> [INSTRUCTION]
Output the lines below as a JSON list of strings with one string per line. Skip blank lines and leave out the pictures.

> [SUPPLIED MATERIAL]
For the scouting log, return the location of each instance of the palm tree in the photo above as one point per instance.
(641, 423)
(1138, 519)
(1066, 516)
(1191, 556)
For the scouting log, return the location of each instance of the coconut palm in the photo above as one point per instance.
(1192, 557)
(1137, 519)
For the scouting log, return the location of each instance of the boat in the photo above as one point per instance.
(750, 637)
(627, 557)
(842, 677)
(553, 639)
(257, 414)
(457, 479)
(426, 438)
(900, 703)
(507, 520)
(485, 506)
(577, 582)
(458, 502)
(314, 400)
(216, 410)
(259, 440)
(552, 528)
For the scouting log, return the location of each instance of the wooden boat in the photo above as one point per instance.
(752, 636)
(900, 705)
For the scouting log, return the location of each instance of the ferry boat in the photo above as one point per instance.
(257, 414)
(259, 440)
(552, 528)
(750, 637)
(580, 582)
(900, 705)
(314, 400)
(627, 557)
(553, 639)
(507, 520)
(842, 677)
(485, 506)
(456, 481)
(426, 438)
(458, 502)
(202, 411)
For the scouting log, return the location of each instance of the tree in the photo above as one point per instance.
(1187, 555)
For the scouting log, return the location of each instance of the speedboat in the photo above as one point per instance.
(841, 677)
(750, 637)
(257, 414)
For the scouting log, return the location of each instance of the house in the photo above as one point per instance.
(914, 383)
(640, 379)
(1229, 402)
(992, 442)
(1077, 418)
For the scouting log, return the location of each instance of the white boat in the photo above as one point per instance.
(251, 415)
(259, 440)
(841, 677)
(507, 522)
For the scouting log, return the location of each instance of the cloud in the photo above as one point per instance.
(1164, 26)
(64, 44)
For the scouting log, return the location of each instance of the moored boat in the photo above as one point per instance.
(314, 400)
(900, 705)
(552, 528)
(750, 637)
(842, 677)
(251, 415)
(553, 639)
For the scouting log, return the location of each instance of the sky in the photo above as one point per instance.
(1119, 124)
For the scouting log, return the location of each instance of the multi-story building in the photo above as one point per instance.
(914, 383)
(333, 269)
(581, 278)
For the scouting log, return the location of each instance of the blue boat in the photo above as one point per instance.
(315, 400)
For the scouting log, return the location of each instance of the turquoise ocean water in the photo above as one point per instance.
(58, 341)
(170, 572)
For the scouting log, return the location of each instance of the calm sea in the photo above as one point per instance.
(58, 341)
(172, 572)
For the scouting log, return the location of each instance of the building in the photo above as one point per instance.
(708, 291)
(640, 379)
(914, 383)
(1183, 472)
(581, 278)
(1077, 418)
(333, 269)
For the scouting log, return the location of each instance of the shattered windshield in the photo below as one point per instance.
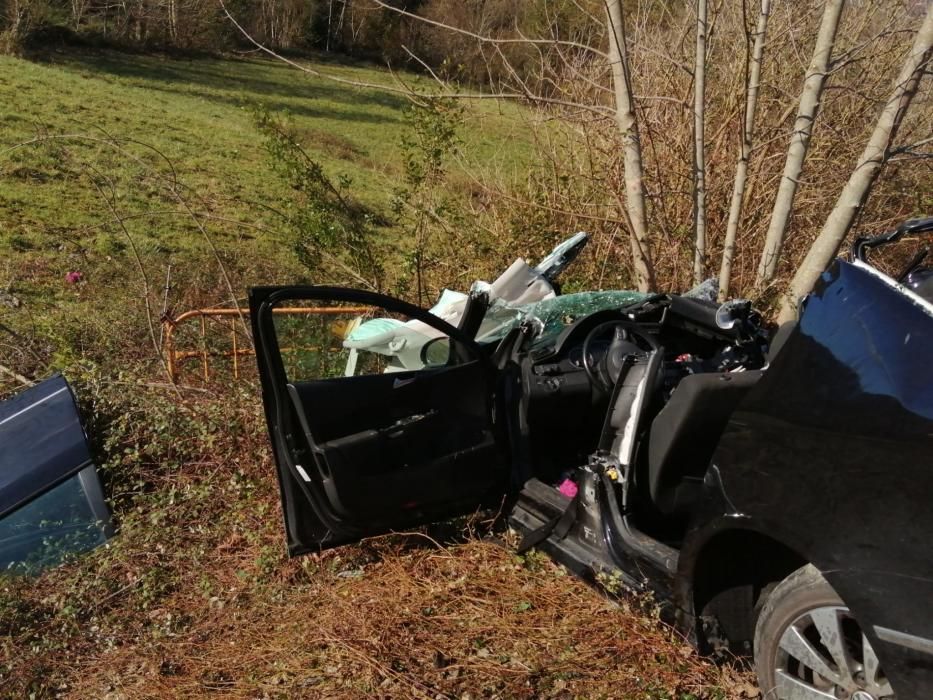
(551, 316)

> [REPLY]
[
  "For the scouting log, return the location of each instance of the palm tree in the photo above as one point per instance.",
  "(641, 423)",
  "(1138, 519)",
  "(1066, 516)",
  "(1191, 556)",
  "For the scouting log, return the location of each instance of the coconut palm in the photo above as one point per instance.",
  "(1192, 557)",
  "(1137, 519)",
  "For the scouting log, return the location of each instance of the boat in the photo above as one point per instance.",
  "(750, 637)",
  "(627, 557)",
  "(842, 677)",
  "(553, 639)",
  "(257, 414)",
  "(457, 479)",
  "(426, 438)",
  "(900, 703)",
  "(507, 520)",
  "(485, 506)",
  "(577, 582)",
  "(458, 502)",
  "(314, 400)",
  "(216, 410)",
  "(259, 440)",
  "(552, 528)",
  "For the scouting log, return the location of each instance of the wooden boat in the photo above as one point per instance.",
  "(752, 636)",
  "(900, 705)",
  "For the scouting log, return the location of each instance of the ferry boat in the photo above as one point per instance.",
  "(257, 414)",
  "(259, 440)",
  "(552, 528)",
  "(750, 637)",
  "(580, 582)",
  "(900, 705)",
  "(314, 400)",
  "(627, 557)",
  "(553, 639)",
  "(507, 520)",
  "(842, 677)",
  "(485, 506)",
  "(456, 481)",
  "(426, 438)",
  "(458, 502)",
  "(202, 411)",
  "For the scouting log, return the location of each instance of the tree in the photo above as one point per instance.",
  "(1187, 555)",
  "For the scouting log, return the location of each instance of the speedboat in the photo above as one point per instance.",
  "(841, 677)",
  "(750, 637)",
  "(257, 414)",
  "For the scouting log, return the location of each instance of the house in the photo above as one point per instance.",
  "(914, 383)",
  "(640, 379)",
  "(1229, 402)",
  "(992, 442)",
  "(1077, 418)",
  "For the scouting log, return the location of each instance of the white boat in the photo above as one point per instance.",
  "(251, 415)",
  "(259, 440)",
  "(841, 677)",
  "(507, 522)",
  "For the scouting log, return the location of each instance of the cloud in the photo above as one point per instance.",
  "(1164, 26)",
  "(64, 44)",
  "For the scouting log, return the location of each instance of the moored boat in the photo above as one point per instance.",
  "(314, 400)",
  "(900, 705)",
  "(552, 528)",
  "(750, 637)",
  "(842, 677)",
  "(251, 415)",
  "(553, 639)",
  "For the scouting log, return the location of each instance of the sky in the photo above as one point per instance.",
  "(1119, 124)",
  "For the scouting log, return the location of each instance of the multi-story building in the photo above as one point per instance.",
  "(914, 383)",
  "(333, 269)",
  "(581, 278)",
  "For the scouting log, return the location of each instance of the blue boat in the photo above as one point per instance.",
  "(315, 400)",
  "For the scouting log, return the location of each instance of the turquoise ocean water in the photo above as one point per instance.",
  "(58, 341)",
  "(170, 572)",
  "For the scouting log, return the location of each instance of the calm sea in the photo above as one point per instance.",
  "(58, 341)",
  "(172, 572)",
  "For the scouting log, return the location of each instance of the building in the photo above as one point per instance.",
  "(708, 291)",
  "(640, 379)",
  "(914, 383)",
  "(1183, 472)",
  "(581, 278)",
  "(1077, 418)",
  "(333, 269)",
  "For the scouting log, return the location of each instance of the shattered windshield in the photo below as one point per instance.",
  "(551, 316)"
]